> WHAT YOU NEED TO DO
State how many lines of the listing below contain the word "locomotive". Reply with the number alone.

— start of TASK DATA —

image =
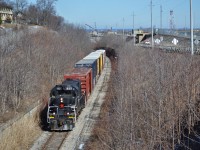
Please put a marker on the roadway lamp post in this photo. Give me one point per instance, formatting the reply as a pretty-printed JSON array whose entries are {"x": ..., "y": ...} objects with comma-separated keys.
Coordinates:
[
  {"x": 152, "y": 41},
  {"x": 191, "y": 29}
]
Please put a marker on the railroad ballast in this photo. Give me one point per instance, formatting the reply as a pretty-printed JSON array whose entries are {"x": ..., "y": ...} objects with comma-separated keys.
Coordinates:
[{"x": 70, "y": 97}]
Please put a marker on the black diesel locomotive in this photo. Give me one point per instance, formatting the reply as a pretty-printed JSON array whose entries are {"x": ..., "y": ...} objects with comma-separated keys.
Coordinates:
[{"x": 69, "y": 98}]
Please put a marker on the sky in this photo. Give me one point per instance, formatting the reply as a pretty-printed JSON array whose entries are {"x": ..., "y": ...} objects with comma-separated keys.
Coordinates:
[{"x": 113, "y": 14}]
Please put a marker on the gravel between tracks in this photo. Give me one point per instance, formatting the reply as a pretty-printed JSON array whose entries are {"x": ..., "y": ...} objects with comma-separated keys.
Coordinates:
[{"x": 87, "y": 118}]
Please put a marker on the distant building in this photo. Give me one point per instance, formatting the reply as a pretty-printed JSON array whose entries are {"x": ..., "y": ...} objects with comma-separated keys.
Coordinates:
[{"x": 6, "y": 13}]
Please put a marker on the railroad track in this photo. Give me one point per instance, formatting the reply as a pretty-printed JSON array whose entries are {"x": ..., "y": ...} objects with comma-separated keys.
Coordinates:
[{"x": 55, "y": 141}]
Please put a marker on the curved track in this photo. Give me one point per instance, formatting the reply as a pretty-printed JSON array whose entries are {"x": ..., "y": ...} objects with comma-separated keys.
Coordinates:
[{"x": 75, "y": 139}]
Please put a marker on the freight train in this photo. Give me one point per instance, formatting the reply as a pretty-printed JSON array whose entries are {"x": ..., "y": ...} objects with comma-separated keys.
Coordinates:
[{"x": 70, "y": 97}]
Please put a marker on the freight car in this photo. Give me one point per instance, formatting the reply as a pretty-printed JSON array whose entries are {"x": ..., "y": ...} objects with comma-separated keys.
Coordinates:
[{"x": 70, "y": 97}]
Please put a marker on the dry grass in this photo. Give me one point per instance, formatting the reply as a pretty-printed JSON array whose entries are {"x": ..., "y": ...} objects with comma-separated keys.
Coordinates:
[{"x": 21, "y": 134}]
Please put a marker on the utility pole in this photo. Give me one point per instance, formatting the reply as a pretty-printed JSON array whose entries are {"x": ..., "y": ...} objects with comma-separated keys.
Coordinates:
[
  {"x": 123, "y": 28},
  {"x": 133, "y": 29},
  {"x": 152, "y": 41},
  {"x": 191, "y": 29}
]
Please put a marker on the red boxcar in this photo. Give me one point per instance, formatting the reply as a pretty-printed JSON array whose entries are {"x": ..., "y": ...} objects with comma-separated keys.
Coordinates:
[{"x": 85, "y": 75}]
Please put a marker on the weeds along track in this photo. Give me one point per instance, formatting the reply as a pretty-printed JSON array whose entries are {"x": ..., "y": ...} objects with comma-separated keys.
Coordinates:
[
  {"x": 55, "y": 141},
  {"x": 73, "y": 139}
]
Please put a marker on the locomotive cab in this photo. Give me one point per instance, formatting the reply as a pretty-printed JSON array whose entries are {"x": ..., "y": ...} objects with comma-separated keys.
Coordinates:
[{"x": 65, "y": 103}]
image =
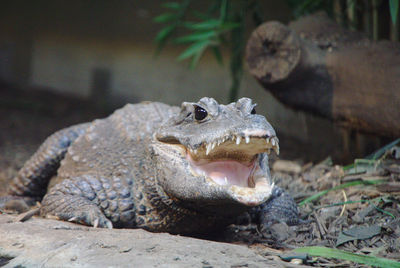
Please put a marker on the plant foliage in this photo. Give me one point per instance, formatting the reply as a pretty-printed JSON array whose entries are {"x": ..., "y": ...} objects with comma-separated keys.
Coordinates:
[{"x": 220, "y": 25}]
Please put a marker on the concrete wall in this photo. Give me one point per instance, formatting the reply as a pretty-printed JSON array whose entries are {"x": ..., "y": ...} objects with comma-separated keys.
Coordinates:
[{"x": 78, "y": 47}]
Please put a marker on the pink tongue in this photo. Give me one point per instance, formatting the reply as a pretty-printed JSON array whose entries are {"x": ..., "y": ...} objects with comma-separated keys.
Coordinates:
[{"x": 226, "y": 172}]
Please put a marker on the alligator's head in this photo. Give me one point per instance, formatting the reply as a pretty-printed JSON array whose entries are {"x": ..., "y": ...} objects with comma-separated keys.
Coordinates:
[{"x": 212, "y": 154}]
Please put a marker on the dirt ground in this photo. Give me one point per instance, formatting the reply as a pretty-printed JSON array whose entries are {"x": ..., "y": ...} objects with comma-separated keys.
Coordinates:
[{"x": 360, "y": 218}]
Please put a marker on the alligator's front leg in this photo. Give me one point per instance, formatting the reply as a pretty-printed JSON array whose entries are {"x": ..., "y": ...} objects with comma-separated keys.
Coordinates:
[
  {"x": 77, "y": 200},
  {"x": 33, "y": 177},
  {"x": 279, "y": 208},
  {"x": 31, "y": 181}
]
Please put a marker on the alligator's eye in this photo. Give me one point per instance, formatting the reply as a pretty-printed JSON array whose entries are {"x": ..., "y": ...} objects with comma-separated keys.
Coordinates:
[{"x": 200, "y": 113}]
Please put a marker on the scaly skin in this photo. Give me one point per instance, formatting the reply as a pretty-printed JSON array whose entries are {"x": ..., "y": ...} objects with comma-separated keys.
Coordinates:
[{"x": 131, "y": 170}]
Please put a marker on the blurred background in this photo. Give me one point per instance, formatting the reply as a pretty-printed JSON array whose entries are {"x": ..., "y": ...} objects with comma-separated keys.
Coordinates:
[{"x": 64, "y": 62}]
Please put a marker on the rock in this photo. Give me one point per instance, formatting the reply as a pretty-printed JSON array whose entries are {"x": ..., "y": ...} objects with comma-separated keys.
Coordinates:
[{"x": 50, "y": 243}]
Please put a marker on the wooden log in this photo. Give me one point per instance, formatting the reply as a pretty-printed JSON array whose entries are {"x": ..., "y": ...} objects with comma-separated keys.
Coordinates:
[{"x": 315, "y": 65}]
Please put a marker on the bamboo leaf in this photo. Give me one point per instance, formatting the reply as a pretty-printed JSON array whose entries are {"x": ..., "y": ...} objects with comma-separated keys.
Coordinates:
[
  {"x": 172, "y": 5},
  {"x": 228, "y": 26},
  {"x": 193, "y": 49},
  {"x": 196, "y": 37},
  {"x": 341, "y": 186},
  {"x": 196, "y": 58},
  {"x": 166, "y": 17},
  {"x": 164, "y": 33},
  {"x": 344, "y": 255},
  {"x": 204, "y": 25},
  {"x": 217, "y": 54},
  {"x": 383, "y": 150},
  {"x": 394, "y": 9}
]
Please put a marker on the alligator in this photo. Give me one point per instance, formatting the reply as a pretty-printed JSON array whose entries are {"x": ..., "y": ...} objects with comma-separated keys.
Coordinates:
[{"x": 182, "y": 170}]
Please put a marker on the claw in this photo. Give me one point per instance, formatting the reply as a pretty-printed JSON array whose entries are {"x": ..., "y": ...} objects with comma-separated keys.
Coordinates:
[
  {"x": 96, "y": 223},
  {"x": 109, "y": 224},
  {"x": 72, "y": 219}
]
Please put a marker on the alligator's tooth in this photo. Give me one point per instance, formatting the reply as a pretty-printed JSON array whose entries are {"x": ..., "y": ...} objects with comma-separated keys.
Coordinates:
[
  {"x": 208, "y": 148},
  {"x": 238, "y": 138},
  {"x": 213, "y": 145}
]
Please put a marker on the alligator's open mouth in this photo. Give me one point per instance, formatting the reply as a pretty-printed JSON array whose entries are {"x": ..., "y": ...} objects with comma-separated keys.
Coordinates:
[{"x": 233, "y": 159}]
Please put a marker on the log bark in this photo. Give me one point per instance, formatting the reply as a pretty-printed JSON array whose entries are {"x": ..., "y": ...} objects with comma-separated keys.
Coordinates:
[{"x": 315, "y": 65}]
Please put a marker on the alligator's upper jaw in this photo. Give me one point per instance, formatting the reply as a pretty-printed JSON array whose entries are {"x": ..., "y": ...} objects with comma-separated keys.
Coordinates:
[{"x": 233, "y": 163}]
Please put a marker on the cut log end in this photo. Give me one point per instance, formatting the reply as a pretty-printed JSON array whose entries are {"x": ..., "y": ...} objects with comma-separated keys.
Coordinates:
[{"x": 272, "y": 52}]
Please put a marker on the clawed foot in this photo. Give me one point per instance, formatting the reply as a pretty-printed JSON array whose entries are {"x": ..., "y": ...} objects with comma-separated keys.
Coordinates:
[
  {"x": 18, "y": 204},
  {"x": 92, "y": 218}
]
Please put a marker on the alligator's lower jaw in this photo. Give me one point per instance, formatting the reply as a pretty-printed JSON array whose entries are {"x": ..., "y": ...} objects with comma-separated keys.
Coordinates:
[{"x": 224, "y": 172}]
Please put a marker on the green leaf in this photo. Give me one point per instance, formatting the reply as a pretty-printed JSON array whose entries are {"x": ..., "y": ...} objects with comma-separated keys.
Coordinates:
[
  {"x": 341, "y": 186},
  {"x": 344, "y": 255},
  {"x": 193, "y": 49},
  {"x": 224, "y": 10},
  {"x": 172, "y": 5},
  {"x": 196, "y": 37},
  {"x": 204, "y": 25},
  {"x": 196, "y": 58},
  {"x": 164, "y": 33},
  {"x": 217, "y": 54},
  {"x": 394, "y": 9},
  {"x": 166, "y": 17},
  {"x": 358, "y": 233},
  {"x": 228, "y": 26},
  {"x": 383, "y": 150}
]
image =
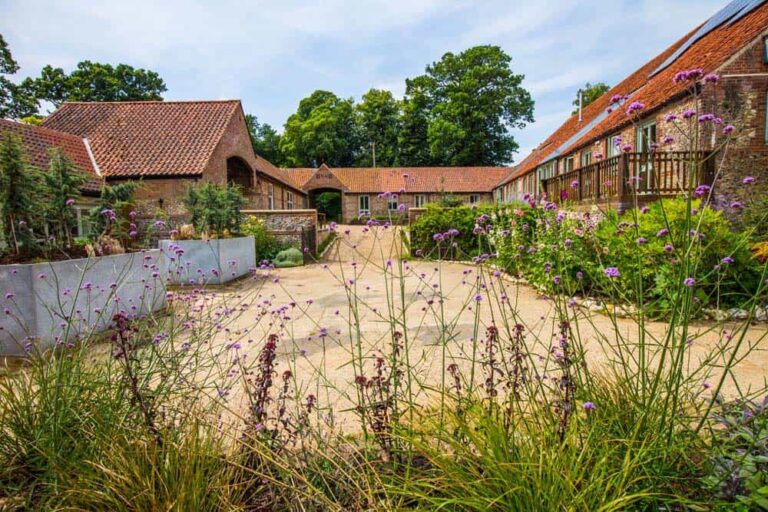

— end of TASK DATA —

> FULL SOLUTION
2